Dataset excerpts:
..........

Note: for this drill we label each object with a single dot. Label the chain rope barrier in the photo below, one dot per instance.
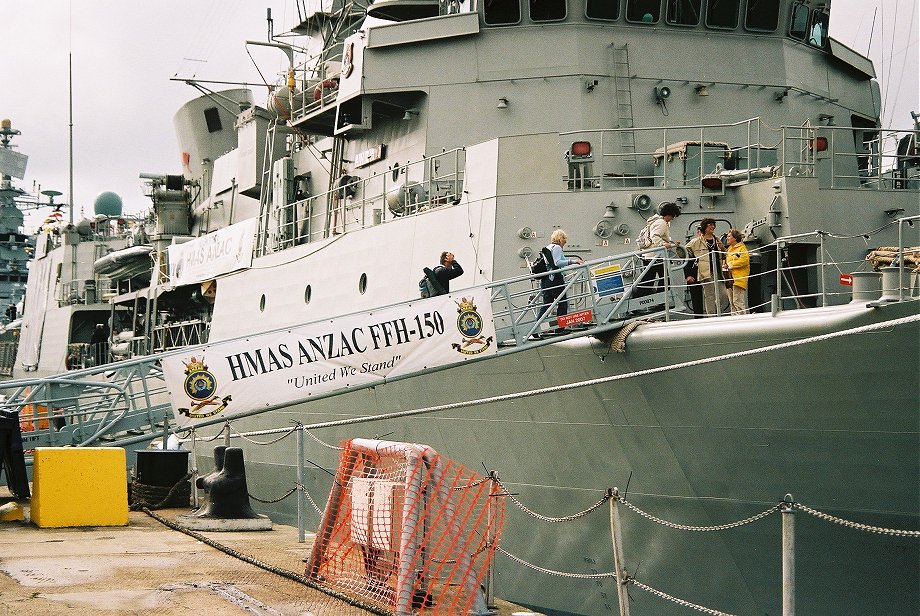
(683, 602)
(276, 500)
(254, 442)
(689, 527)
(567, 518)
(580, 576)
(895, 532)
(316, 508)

..........

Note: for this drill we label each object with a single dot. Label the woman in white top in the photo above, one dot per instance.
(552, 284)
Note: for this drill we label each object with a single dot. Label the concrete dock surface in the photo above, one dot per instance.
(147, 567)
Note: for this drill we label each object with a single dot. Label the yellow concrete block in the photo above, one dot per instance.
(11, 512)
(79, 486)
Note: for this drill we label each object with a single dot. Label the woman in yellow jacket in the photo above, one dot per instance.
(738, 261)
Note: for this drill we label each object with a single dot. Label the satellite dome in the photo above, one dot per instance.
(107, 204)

..........

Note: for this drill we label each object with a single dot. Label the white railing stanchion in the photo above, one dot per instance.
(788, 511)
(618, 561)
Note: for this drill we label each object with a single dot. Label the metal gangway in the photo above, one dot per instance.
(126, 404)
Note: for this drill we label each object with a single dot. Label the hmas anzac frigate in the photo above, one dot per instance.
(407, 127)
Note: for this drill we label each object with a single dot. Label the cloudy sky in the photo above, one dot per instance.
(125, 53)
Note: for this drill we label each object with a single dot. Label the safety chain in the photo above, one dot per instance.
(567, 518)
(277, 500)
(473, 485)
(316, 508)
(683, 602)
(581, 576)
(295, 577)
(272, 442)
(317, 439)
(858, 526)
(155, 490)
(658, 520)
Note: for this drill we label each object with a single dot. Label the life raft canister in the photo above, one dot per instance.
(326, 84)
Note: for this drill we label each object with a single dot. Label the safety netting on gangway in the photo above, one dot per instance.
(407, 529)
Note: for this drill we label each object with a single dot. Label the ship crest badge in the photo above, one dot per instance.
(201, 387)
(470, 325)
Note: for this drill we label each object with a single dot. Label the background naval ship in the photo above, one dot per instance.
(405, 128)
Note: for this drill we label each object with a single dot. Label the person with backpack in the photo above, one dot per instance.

..........

• Aim of the task: Using the data above, reproduce exactly the lines between those holding "Label the background" and "Label the person", inclusive, and no others.

• Solution to this problem:
Note: for this drill we label each object with a single dot. Label the background naval ship in the photo above, one dot per instance.
(405, 128)
Note: for this drill we label each object with a single dot. Label the person with backpack in the photo above, one dot per instance.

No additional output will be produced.